§ **Action item**
Where the records below show a line containing "Where can the boy", start copying; end with the line containing "Where can the hanging", and copy it too.

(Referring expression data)
■ ■ ■ ■ ■
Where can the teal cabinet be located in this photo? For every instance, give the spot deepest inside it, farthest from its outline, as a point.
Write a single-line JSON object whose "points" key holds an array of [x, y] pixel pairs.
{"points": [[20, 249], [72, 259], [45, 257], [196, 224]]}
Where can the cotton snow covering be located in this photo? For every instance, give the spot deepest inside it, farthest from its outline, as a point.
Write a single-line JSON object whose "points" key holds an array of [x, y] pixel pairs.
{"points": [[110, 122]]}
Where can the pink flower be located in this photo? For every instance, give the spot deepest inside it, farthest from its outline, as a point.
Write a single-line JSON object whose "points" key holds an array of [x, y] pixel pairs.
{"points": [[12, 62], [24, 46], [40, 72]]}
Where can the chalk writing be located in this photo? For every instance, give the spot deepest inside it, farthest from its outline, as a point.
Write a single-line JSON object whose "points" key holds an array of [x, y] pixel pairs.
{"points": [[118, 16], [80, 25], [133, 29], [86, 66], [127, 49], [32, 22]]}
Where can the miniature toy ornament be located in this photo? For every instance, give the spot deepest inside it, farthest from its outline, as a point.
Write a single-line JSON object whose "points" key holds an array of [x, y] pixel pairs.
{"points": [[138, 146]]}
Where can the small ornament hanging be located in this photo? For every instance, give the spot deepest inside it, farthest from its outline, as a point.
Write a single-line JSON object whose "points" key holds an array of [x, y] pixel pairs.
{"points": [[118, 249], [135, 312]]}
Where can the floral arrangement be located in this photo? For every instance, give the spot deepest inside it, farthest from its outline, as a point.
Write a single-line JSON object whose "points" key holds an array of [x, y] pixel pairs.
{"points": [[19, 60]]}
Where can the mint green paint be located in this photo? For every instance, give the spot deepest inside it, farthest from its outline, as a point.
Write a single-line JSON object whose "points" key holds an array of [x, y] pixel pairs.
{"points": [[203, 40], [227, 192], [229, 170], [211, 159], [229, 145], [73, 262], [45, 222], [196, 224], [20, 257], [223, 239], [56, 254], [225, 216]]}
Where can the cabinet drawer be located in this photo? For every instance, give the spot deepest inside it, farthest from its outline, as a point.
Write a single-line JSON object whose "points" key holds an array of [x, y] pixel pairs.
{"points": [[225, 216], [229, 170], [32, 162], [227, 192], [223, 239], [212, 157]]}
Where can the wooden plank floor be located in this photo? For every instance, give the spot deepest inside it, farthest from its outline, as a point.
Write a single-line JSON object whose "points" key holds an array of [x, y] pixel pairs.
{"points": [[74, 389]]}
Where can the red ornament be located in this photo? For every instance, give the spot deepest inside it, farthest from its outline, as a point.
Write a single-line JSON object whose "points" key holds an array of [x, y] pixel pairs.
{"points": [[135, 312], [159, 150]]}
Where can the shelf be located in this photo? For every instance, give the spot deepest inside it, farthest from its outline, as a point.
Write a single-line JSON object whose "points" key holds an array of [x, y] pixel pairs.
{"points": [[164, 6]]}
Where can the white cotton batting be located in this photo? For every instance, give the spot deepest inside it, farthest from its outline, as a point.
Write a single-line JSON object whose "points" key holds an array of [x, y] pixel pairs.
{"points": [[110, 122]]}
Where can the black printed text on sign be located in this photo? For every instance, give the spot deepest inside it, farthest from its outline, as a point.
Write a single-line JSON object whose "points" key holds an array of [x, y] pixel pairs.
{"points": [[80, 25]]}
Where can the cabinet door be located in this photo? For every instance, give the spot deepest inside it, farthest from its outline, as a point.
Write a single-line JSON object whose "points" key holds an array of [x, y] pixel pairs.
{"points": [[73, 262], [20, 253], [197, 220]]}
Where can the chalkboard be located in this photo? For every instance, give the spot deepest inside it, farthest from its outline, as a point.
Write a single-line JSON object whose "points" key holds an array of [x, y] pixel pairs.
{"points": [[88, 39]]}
■ ■ ■ ■ ■
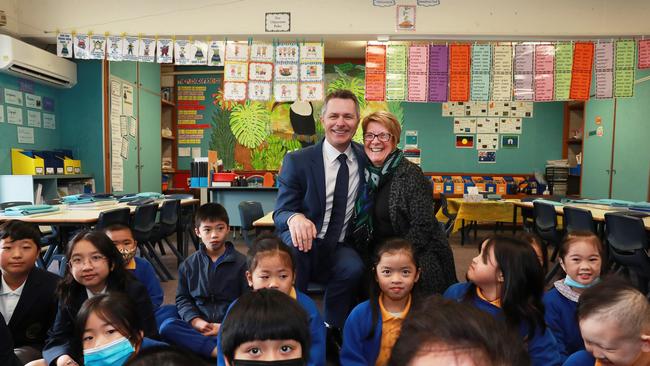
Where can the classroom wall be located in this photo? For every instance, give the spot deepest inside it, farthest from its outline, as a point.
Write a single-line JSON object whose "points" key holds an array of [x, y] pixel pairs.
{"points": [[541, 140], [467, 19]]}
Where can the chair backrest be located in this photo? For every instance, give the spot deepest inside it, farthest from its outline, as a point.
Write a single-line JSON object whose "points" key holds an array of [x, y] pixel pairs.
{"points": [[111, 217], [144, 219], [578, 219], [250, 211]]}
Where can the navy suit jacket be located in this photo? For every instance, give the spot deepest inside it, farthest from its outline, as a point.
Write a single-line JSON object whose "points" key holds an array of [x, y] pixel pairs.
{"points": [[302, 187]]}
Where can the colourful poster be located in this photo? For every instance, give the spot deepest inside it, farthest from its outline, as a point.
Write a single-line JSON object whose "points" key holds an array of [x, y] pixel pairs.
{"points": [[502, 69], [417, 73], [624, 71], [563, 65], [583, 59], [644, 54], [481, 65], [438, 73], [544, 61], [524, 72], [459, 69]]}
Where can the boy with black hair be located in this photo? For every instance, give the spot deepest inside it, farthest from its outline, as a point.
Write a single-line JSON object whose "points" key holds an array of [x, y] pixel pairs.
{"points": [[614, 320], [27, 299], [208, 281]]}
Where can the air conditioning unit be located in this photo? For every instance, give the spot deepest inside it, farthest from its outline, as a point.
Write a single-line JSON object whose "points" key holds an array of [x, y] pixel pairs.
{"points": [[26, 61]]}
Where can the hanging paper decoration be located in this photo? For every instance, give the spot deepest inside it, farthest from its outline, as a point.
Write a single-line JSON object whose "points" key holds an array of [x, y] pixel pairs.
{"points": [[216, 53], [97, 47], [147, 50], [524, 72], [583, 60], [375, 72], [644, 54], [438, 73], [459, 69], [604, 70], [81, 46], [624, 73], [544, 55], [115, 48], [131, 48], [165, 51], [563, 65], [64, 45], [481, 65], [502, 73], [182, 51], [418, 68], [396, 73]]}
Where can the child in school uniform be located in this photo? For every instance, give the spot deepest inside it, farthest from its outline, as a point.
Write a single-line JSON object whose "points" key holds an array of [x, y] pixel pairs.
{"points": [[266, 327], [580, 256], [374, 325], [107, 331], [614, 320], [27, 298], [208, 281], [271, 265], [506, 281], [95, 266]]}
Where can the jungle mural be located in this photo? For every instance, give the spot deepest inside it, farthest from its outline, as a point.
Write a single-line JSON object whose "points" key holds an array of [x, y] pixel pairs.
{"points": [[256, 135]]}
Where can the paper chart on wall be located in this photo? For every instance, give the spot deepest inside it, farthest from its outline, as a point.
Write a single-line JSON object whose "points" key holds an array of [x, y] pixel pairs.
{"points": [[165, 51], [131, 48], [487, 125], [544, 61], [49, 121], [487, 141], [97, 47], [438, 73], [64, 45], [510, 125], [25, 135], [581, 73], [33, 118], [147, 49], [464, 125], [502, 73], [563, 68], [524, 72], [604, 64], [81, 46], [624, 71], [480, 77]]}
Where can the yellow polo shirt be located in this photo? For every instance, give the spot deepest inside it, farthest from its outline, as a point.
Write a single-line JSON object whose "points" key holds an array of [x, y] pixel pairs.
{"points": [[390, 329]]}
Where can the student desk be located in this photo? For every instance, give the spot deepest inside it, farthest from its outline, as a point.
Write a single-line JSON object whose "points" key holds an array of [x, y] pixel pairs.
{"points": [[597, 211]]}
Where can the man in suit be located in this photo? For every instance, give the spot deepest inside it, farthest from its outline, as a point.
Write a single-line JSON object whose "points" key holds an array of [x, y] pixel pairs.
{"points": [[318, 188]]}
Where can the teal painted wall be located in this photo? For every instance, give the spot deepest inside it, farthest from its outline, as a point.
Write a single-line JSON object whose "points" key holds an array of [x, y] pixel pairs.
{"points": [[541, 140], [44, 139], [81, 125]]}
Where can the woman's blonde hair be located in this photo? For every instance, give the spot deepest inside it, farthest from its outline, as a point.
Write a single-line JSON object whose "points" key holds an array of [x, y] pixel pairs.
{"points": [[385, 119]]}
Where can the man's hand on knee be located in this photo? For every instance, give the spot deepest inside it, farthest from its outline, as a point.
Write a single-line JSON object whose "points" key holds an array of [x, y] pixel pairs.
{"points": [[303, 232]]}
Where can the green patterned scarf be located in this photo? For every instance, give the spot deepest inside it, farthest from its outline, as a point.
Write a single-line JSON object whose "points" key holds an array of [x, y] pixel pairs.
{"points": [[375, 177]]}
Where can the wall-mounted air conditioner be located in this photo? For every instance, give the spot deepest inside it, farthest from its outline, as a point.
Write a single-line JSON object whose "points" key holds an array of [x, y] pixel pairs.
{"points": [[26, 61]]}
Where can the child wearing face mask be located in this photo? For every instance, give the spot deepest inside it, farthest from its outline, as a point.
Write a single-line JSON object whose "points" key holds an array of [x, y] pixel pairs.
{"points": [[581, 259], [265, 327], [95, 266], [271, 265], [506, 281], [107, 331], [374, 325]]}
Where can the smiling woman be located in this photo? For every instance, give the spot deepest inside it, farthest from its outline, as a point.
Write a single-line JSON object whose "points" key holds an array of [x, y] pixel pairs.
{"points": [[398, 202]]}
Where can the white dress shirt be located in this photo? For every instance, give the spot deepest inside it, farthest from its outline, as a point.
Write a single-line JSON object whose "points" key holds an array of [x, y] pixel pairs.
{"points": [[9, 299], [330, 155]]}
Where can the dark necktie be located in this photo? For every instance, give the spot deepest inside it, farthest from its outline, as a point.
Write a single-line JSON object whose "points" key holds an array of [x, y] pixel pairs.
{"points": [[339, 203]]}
■ ■ ■ ■ ■
§ **Exercise response**
Where can the boy with black hair be located in this photo? For every instance, give the spot deepest inside it, farthest from its outline, as a point.
Write a single-line JSON object whose "points" key holds an array of [x, y] pixel pairs.
{"points": [[614, 320], [27, 299], [208, 281]]}
Where can the air conditioning unit be located in this photo? For every instance, give the spot deepest inside it, farthest from its outline, as a point.
Write a single-line JSON object whose "points" key holds an array of [x, y] pixel pairs.
{"points": [[26, 61]]}
Where can the hanging paper decoration be located in this photo? For every instance, give the spot deepest inside it, farthest from its outline, as a point.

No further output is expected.